■ 題目要求
請用兩句話概括下面這篇談博物館「超連」主題的文章。

■ 所附文本
──────────
2018年05月16日 10:02:00來源:人民日報

  “超連”博物館的永恒主題

  ——“5·18”國際博物館日專輯

  博物館史裏的“超連”史

  徐 堅

  將近20年前的世紀之交,網路技術已經露出崢嶸之角,這一新技術可能給資訊交流乃至社會文化帶來的變化既令人憧憬,又夾雜著不確定性。術語“超連”就這樣應運而生。今年的國際博物館日借用“超連”作為主題詞,提出新方法和新公眾議題。但這實際上是博物館一個歷久彌新的話題。

  從真正意義的博物館出現以來,通過各種手段和渠道,尋找公眾、聯繫公眾和代言公眾就是博物館的首要職責。在長達三個世紀的進程中,近現代意義上的博物館的種種改進和變革,幾乎無一不是圍繞這個主題;未來的博物館還將沿著這條道路走下去。也就是説,這並非簡單的技術帶來變化的問題,博物館人的回答自然也不應被花哨的技術表面迷惑,而是一如既往地深究博物館對於公眾的意義。
──────────
■ 蒐集資料
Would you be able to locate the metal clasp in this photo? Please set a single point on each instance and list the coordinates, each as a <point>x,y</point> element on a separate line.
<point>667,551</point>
──────────
■ 參考解答
「超連」一詞誕生於將近20年前網路技術興起之時,今年國際博物館日借用它作為主題詞,但這實際上是博物館一個歷久彌新的話題。自真正意義的博物館出現以來,尋找、聯繫和代言公眾就是其首要職責,三個世紀來的改進和變革幾乎都圍繞這一主題,因此博物館人不應被花哨的技術表面迷惑,而應深究博物館對於公眾的意義。